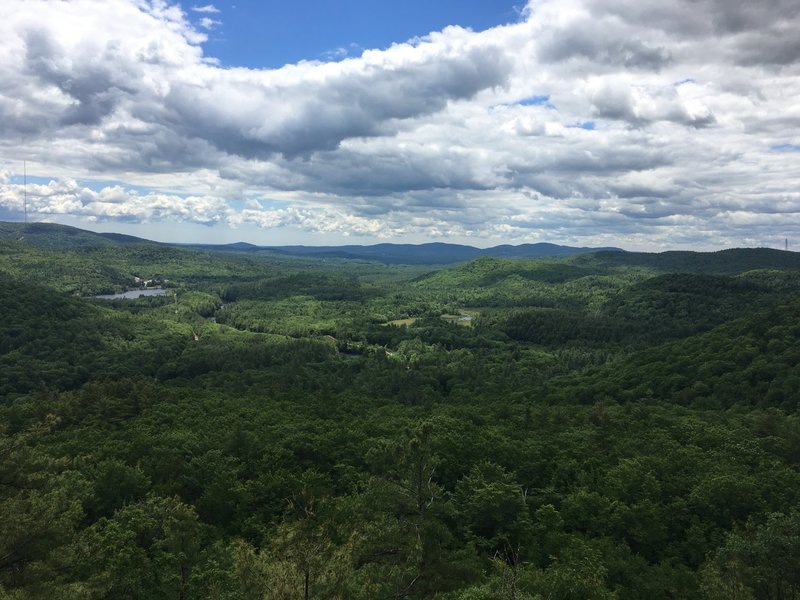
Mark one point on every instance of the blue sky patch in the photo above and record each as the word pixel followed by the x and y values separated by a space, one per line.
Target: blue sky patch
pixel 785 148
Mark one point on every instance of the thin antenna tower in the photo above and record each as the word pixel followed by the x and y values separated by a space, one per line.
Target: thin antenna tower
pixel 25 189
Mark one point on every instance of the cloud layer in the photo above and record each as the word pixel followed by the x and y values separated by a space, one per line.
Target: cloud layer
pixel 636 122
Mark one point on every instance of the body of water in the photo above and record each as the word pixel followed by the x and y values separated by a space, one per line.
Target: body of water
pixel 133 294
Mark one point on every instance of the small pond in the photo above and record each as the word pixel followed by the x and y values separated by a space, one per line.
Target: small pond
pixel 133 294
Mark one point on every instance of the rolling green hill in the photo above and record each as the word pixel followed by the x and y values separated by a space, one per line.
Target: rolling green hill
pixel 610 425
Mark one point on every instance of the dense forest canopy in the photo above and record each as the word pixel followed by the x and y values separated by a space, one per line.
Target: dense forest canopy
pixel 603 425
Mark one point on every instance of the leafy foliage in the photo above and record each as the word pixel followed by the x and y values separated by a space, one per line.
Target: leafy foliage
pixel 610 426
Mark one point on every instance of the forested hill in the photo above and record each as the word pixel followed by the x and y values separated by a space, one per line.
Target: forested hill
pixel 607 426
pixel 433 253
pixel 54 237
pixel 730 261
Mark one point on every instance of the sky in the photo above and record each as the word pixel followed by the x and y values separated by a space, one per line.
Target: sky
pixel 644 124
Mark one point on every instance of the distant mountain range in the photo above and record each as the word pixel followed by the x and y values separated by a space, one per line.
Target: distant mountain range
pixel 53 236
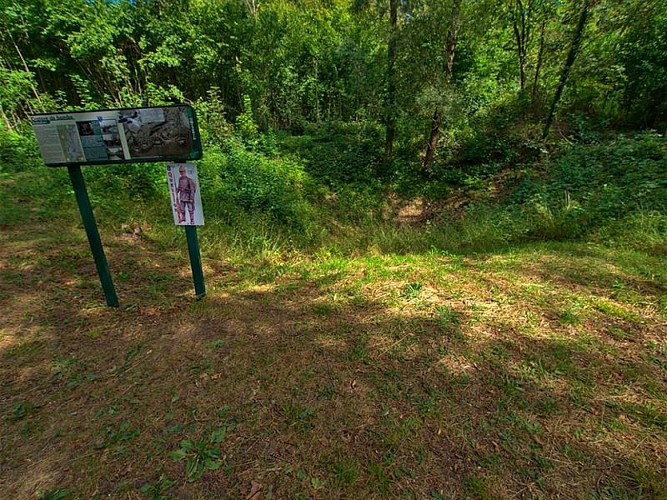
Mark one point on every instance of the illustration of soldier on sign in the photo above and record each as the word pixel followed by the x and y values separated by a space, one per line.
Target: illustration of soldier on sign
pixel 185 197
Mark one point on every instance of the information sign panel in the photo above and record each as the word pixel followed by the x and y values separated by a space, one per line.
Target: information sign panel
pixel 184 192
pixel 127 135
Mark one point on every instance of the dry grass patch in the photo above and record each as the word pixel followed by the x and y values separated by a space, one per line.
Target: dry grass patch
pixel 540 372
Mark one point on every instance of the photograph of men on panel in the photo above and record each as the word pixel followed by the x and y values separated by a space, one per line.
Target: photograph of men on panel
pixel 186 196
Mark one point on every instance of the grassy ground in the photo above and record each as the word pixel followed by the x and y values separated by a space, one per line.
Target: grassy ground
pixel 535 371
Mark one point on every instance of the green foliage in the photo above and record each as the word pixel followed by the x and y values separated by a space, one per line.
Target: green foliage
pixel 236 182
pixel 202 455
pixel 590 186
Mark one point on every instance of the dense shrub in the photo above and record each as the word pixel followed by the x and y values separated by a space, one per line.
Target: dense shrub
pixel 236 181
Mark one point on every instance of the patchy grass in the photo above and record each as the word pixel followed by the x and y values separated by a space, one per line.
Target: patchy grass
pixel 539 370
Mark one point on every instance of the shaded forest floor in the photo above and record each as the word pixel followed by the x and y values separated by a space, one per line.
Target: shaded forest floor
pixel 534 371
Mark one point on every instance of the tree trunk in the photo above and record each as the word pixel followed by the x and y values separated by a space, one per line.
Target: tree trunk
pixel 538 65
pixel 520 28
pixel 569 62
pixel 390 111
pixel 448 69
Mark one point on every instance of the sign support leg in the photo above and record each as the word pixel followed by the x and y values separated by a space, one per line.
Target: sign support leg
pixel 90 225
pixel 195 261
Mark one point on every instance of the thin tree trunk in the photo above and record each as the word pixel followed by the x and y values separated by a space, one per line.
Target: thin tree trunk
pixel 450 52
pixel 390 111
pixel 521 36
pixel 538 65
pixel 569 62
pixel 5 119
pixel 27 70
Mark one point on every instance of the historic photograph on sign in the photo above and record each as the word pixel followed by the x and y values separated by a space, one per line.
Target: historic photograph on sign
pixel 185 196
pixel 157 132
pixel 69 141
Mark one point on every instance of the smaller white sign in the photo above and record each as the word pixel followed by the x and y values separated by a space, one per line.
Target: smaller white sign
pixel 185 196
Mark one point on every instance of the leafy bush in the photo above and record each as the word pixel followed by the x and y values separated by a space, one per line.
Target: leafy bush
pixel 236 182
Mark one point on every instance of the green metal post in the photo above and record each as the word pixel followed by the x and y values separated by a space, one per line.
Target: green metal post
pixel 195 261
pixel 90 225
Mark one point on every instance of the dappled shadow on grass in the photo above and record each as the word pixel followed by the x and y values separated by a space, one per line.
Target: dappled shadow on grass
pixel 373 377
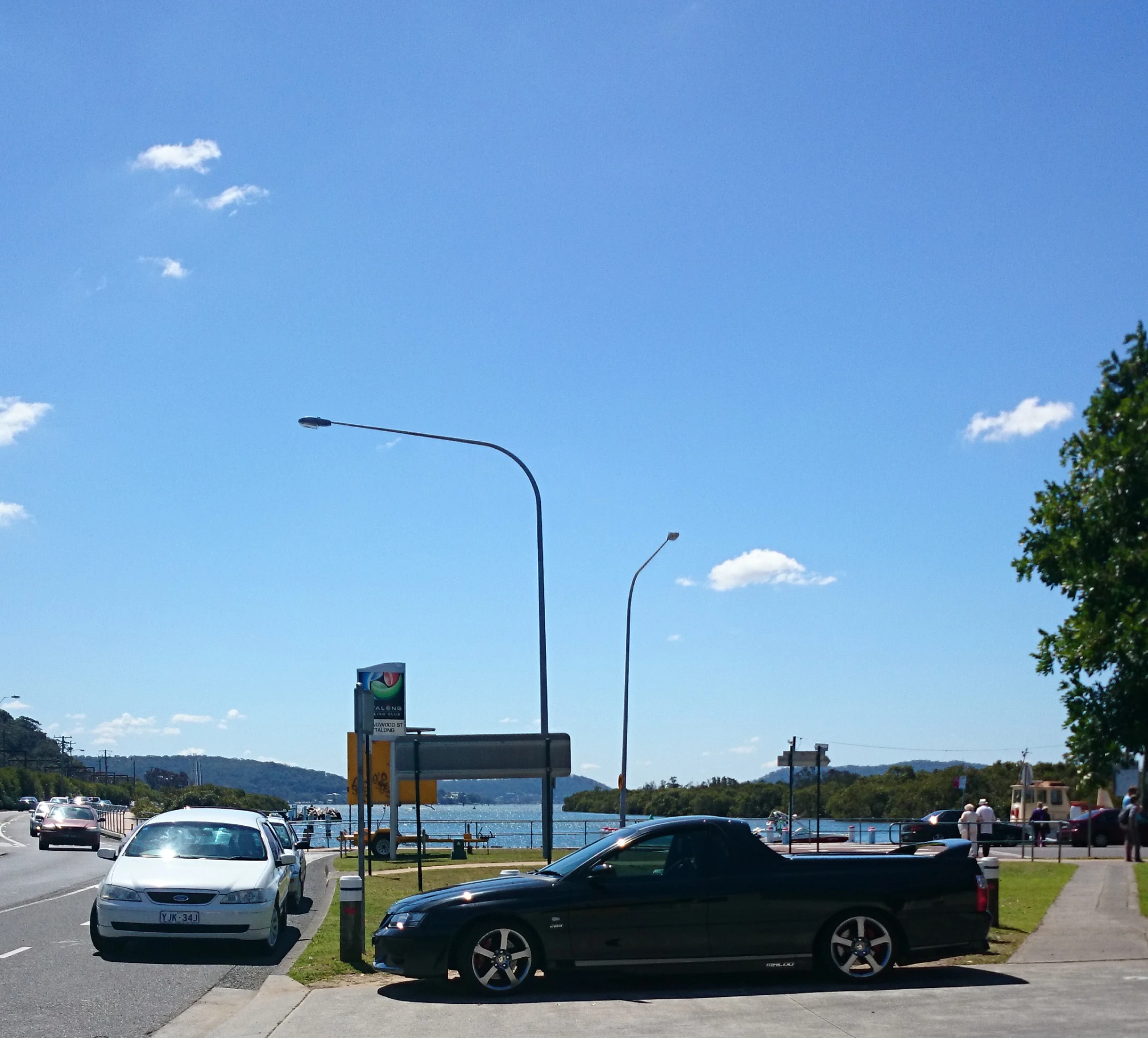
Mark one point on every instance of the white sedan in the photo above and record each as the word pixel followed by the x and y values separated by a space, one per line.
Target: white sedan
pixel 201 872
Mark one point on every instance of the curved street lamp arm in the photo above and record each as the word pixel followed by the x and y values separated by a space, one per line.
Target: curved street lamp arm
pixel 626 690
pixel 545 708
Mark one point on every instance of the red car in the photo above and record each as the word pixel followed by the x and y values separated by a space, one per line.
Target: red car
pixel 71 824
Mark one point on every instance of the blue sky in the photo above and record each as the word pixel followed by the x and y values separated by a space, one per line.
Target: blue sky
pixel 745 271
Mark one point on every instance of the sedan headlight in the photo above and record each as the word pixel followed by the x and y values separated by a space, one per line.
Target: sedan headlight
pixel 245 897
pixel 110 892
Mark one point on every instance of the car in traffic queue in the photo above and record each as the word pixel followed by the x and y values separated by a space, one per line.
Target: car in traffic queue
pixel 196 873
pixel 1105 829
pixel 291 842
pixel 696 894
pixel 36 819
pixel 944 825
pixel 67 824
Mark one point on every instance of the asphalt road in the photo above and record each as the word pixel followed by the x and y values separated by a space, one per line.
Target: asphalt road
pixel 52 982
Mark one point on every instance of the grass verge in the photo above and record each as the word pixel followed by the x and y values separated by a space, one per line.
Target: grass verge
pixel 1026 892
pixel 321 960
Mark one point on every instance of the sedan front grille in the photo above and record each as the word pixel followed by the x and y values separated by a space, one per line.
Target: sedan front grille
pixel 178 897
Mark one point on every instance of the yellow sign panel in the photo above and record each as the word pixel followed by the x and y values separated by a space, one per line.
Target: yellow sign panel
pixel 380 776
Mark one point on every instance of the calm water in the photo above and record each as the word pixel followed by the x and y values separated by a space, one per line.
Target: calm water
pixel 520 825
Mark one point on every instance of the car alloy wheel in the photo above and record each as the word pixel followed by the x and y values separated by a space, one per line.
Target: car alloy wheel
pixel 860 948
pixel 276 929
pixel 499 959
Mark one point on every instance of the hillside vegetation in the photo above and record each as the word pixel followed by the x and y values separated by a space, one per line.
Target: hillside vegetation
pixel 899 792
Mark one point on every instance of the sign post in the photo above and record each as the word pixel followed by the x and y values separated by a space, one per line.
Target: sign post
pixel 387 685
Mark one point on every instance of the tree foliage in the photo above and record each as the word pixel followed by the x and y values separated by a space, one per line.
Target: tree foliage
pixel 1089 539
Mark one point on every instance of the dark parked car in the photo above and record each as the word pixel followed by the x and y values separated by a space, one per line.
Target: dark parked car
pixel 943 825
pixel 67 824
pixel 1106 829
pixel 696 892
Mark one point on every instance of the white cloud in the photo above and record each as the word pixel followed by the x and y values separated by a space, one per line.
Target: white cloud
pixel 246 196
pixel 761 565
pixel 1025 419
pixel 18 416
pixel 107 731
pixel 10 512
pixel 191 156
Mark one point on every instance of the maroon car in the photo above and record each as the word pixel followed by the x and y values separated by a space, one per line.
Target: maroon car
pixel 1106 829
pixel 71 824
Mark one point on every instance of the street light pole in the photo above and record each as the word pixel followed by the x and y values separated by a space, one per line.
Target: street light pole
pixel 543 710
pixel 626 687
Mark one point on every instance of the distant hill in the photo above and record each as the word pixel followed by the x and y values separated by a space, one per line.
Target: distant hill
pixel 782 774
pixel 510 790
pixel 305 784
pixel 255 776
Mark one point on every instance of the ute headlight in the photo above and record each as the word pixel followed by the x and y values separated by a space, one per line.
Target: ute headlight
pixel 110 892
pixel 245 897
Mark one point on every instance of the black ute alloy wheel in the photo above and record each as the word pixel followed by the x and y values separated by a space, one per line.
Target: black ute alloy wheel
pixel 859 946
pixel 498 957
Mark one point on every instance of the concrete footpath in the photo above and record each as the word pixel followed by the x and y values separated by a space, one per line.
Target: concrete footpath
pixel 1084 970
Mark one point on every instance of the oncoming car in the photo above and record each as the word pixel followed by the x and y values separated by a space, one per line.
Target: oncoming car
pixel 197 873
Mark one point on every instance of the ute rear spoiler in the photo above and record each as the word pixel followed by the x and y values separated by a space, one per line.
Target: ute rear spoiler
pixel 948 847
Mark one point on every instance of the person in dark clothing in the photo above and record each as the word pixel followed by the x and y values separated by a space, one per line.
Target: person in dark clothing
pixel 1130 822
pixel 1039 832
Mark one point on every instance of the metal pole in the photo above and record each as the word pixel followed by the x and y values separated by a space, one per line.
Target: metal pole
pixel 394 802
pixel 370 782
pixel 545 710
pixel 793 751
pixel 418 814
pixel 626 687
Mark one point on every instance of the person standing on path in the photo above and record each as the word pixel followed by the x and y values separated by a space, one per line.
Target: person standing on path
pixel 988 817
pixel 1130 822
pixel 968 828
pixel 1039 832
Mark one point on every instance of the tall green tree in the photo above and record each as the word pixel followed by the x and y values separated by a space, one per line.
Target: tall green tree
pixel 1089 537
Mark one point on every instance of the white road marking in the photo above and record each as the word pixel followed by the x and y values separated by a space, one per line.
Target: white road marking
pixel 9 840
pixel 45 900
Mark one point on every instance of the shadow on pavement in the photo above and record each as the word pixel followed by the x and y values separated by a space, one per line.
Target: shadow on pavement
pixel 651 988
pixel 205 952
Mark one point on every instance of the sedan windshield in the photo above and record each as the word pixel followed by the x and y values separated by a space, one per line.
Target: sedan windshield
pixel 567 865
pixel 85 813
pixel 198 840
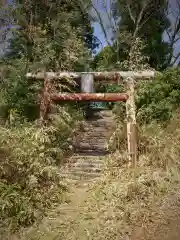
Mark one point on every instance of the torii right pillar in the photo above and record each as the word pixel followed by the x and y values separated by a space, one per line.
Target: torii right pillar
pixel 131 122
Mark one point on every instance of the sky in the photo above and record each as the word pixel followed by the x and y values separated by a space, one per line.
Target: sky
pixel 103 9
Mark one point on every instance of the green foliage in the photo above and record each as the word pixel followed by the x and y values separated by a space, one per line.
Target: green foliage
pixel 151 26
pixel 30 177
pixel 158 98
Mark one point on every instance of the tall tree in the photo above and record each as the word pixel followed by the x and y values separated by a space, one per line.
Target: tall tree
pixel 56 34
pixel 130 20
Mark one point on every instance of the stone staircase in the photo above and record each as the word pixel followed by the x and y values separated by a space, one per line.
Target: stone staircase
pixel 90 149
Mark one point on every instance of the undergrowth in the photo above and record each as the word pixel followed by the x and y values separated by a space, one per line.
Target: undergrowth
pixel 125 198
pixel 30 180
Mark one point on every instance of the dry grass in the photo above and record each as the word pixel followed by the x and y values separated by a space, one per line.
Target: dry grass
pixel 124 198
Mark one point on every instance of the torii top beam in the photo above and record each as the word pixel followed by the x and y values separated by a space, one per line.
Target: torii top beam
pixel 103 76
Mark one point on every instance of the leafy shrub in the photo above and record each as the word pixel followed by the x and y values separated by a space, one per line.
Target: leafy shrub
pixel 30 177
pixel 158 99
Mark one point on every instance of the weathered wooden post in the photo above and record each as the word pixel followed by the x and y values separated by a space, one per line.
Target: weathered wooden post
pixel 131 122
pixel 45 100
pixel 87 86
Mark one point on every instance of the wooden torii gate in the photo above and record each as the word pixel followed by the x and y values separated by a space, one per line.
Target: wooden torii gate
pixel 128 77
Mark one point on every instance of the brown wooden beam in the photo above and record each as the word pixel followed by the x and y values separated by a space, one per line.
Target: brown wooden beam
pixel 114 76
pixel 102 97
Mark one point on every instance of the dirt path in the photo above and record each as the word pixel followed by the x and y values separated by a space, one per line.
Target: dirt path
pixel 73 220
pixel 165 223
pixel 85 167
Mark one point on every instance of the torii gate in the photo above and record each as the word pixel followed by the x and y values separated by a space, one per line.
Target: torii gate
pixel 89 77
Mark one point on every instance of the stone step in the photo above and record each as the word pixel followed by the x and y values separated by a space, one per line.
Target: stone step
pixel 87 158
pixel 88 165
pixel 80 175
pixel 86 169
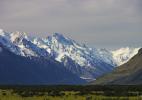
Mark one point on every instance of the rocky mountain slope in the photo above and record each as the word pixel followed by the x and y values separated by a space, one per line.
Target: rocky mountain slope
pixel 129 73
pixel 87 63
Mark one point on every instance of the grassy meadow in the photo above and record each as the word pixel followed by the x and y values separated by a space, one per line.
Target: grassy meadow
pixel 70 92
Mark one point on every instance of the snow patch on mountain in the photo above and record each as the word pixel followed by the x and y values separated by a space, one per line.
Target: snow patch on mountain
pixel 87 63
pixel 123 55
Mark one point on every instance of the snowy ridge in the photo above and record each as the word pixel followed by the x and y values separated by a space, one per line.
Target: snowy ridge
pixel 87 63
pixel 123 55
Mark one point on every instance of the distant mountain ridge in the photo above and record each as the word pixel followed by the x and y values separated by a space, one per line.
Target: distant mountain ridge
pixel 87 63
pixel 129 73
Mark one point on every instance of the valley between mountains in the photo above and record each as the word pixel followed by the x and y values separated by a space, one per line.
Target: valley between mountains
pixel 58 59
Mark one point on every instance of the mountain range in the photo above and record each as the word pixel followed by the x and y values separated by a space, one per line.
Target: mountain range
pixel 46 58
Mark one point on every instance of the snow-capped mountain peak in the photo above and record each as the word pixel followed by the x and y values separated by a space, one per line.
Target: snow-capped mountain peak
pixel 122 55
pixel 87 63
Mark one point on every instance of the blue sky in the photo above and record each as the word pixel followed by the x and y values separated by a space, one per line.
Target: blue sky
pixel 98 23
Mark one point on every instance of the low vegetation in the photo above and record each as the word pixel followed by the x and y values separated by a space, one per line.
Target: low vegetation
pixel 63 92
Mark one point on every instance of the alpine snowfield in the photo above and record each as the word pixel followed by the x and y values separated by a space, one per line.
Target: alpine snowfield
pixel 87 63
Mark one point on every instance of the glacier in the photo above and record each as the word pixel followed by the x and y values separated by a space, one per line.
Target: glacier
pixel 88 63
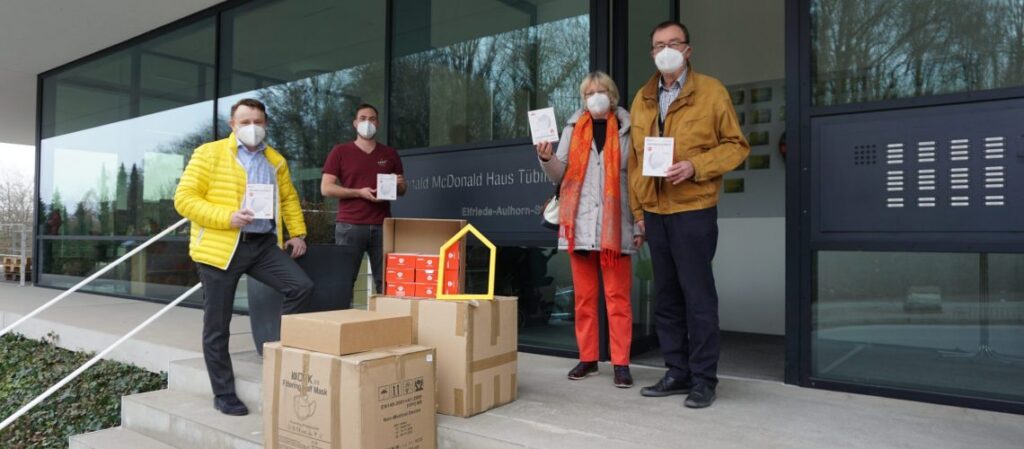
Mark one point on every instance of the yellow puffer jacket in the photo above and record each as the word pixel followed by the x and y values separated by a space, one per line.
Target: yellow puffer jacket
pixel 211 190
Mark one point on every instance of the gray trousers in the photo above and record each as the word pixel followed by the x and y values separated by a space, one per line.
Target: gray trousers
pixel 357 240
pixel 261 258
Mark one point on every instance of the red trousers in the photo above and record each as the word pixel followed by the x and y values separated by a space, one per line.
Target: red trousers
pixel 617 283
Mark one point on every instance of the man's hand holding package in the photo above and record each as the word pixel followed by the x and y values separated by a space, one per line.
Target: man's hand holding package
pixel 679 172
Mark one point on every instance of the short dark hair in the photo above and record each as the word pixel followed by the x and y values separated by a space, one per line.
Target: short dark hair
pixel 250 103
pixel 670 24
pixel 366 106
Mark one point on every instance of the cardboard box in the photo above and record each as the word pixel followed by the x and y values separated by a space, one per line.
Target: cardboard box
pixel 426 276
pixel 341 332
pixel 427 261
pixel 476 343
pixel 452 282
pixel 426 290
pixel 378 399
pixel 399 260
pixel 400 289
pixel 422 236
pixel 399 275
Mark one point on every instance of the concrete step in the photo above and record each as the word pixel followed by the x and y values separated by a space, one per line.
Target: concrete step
* * * * * * * * *
Your goal:
Convert the material above, from its start up to and including the line containing "pixel 785 148", into a Markdown table with the columns Row and Entry, where Row holds the row number and Entry holds the line. Leave out blank lines and pictures.

Result for this task:
| Row | Entry |
|---|---|
| 1 | Mark one point on every instance of the blue sky patch in the photo above and record each as the word pixel followed by the x and y values separated by a space, one per line. |
| 2 | Target: blue sky patch |
| 3 | pixel 785 148 |